━━ Document

We may sum up the general philosophical and religious situation in the age of Plotinus in the words of G. Quispel, [Gnosis als Welt-Religion, ch. 3, p. 26] Late antiquity appears to our mind's eye as a land of three rivers, traversed by canals and with bridges which make traffic possible ; but all the same three great streams appear distinctly, Gnosis, Neo-Platonism, and Christianity. There are innumerable interconnexions, but the three streams remain distinct, springing from different sources and flowing in different directions. And even when Christianity, after drawing into its stream a great deal of water from the other two rivers, flows on by itself, the result is not a mere syncretism or fusion. Christianity assimilates what it takes from the other two but remains itself.

Are there any critical references that would clarify the differences between these "three great streams"?

Perhaps these streams are a misunderstanding and the situation is not the way Armstrong describes it. Showing that would also be an answer.

━━━━
━━ Entries provided

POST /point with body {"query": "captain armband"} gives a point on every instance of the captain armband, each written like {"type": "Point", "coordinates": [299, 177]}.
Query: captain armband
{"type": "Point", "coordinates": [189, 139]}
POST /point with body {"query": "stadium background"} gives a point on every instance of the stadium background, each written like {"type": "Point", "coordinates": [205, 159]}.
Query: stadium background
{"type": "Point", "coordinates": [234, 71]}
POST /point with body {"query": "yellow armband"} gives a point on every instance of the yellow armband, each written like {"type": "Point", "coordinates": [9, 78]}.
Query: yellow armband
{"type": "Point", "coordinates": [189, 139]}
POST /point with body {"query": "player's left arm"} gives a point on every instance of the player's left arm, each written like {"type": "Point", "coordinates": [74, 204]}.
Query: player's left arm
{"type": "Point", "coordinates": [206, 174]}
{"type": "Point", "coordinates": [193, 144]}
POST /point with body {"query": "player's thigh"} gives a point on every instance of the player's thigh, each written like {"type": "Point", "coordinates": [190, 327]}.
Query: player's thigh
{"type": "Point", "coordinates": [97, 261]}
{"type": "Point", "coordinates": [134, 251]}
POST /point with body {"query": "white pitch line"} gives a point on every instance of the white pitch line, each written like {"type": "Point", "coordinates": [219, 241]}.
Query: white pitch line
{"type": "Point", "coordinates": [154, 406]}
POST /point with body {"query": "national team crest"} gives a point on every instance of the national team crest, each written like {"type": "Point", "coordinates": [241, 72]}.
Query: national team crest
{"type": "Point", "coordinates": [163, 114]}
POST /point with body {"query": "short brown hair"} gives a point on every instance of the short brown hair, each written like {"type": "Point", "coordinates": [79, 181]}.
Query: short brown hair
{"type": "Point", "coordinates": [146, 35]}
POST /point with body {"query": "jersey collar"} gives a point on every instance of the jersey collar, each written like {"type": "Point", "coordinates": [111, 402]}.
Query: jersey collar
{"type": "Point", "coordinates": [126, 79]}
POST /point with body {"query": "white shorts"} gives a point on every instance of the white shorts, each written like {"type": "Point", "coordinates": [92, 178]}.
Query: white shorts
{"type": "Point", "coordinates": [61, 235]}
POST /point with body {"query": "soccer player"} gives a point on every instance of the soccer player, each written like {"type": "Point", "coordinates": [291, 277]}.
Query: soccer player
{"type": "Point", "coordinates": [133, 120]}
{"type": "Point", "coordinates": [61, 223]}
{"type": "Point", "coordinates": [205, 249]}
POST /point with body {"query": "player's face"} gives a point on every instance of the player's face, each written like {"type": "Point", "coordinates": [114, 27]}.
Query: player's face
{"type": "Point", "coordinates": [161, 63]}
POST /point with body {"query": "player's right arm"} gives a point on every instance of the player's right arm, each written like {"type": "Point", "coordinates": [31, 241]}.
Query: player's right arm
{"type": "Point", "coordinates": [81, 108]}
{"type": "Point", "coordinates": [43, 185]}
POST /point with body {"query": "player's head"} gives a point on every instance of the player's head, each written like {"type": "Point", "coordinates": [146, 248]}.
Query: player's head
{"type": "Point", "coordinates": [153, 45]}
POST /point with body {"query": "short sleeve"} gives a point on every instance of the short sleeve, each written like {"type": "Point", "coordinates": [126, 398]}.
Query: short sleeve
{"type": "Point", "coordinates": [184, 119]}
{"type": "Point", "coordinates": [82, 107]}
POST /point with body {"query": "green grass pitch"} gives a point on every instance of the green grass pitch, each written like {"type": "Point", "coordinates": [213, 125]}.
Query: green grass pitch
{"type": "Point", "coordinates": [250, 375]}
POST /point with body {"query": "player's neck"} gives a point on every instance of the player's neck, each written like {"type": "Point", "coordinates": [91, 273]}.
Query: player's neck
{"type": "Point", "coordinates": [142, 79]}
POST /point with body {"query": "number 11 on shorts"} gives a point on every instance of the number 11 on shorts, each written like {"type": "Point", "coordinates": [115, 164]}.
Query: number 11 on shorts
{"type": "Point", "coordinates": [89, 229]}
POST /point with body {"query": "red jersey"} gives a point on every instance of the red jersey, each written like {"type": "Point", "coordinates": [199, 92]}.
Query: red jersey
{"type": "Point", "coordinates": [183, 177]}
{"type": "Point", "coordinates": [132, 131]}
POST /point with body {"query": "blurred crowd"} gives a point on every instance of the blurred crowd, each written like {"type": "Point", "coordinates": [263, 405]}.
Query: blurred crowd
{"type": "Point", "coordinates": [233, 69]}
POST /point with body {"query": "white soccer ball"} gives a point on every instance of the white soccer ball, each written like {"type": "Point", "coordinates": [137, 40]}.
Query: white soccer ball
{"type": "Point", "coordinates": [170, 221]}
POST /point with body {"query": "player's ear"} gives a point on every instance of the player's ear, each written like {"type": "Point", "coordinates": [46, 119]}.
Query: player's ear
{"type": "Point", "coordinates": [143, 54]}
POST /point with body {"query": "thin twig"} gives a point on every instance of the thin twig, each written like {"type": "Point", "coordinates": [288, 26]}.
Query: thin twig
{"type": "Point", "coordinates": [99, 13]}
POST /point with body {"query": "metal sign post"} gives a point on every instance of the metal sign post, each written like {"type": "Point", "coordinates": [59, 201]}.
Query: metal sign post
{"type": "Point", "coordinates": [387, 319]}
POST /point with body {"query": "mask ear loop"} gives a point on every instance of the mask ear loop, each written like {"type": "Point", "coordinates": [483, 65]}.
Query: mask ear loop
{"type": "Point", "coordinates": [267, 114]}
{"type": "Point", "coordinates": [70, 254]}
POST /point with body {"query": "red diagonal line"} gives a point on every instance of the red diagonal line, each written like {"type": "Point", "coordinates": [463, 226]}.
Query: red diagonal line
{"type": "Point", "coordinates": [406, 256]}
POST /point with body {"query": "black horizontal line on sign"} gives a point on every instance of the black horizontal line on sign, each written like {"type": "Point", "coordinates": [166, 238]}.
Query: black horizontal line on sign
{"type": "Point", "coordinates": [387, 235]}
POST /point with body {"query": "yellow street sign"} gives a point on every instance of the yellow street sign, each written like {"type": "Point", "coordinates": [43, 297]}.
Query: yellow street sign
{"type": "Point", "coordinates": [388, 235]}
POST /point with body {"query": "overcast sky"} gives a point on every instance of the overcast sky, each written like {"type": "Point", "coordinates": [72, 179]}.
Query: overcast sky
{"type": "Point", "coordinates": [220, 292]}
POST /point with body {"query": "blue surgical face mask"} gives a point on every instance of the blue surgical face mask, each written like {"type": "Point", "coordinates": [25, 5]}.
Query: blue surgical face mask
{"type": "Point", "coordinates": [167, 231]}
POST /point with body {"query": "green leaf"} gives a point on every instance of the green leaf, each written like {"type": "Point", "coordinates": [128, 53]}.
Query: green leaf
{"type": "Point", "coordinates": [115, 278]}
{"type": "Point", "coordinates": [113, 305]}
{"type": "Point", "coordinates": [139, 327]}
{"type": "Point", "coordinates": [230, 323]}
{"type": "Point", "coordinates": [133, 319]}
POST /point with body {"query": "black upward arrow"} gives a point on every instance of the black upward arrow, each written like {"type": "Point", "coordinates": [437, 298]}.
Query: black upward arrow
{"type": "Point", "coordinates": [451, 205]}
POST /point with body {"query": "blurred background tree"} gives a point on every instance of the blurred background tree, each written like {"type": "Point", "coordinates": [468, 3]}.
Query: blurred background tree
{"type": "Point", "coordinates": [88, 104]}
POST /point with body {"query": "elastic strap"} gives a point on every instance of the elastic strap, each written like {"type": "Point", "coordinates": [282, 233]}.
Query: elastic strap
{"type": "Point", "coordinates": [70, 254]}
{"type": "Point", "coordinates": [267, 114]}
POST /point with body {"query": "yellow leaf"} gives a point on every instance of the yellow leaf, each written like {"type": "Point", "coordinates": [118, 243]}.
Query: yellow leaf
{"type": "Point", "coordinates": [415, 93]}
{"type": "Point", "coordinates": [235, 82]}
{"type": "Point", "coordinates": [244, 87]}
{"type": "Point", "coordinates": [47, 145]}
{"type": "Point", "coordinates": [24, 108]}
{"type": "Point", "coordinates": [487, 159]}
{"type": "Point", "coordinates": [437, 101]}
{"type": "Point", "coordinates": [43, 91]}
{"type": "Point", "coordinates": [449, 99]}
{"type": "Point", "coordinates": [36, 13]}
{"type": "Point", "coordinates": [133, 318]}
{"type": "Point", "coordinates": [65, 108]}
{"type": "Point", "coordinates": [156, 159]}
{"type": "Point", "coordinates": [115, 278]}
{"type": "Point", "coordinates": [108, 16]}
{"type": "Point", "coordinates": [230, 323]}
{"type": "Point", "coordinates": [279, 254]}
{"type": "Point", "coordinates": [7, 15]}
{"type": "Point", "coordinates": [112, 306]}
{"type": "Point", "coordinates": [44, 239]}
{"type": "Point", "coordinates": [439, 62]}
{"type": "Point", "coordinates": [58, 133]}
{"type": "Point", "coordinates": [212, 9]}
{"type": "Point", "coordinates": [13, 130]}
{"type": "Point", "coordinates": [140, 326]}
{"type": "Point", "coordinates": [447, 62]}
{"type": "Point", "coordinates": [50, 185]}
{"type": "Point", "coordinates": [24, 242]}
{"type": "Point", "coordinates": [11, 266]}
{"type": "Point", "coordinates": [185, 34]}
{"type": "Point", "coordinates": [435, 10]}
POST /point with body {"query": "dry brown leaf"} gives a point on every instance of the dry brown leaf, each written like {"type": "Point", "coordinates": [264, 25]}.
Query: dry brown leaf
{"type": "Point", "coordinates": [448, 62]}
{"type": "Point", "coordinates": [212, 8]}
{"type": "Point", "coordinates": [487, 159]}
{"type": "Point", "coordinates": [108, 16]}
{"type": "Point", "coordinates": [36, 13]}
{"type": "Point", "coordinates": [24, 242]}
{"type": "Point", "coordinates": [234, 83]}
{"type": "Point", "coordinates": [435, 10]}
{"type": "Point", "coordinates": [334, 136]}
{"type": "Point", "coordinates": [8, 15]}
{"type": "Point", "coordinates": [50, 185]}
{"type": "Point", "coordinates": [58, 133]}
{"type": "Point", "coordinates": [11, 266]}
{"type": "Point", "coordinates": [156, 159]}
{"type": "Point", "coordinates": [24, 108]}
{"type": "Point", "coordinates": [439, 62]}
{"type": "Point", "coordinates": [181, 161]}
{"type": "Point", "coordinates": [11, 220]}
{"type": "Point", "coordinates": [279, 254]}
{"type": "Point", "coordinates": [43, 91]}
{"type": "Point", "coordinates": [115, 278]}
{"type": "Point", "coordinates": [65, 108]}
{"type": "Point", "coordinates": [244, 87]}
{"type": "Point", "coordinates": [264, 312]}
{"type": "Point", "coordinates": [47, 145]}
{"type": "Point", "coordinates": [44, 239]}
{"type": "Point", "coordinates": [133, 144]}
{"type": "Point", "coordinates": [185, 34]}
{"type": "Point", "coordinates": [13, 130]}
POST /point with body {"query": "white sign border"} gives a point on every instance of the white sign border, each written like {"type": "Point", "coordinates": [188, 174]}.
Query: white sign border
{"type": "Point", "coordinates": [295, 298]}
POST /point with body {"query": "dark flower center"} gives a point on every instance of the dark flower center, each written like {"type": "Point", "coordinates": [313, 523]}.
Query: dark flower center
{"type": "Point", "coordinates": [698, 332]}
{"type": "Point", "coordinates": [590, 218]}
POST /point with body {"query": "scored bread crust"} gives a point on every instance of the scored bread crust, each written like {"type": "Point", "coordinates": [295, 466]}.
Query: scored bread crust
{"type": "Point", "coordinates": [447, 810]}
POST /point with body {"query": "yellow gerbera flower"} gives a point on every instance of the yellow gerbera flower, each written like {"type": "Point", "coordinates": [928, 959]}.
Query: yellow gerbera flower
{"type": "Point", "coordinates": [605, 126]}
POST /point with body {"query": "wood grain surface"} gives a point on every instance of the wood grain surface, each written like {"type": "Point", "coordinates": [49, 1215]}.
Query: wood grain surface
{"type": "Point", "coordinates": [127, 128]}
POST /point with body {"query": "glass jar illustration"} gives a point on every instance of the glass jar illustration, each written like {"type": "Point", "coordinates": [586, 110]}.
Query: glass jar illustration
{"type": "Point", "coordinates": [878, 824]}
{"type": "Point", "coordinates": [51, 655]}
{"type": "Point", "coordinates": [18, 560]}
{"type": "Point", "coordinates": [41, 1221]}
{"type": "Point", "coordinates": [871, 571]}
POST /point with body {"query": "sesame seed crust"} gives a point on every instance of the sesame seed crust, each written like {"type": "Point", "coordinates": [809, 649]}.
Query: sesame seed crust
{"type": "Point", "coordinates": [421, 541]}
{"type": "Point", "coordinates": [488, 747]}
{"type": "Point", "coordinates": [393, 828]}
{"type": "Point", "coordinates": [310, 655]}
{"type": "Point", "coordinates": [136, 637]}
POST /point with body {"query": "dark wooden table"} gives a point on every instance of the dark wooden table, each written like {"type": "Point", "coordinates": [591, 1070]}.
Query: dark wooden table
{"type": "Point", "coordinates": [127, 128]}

━━━━

**Prompt**
Do these statements agree with the passage on late antiquity above? 1. The three streams spring from one common source. 2. Gnosis is named as one of the three great streams. 3. When Christianity flows on by itself, the result is a mere fusion of the three. For each, answer yes or no and quote the deciding words.

**Solved exercise**
1. No: "springing from different sources and flowing in different directions."
2. Yes: "three great streams appear distinctly, Gnosis, Neo-Platonism, and Christianity."
3. No: "the result is not a mere syncretism or fusion."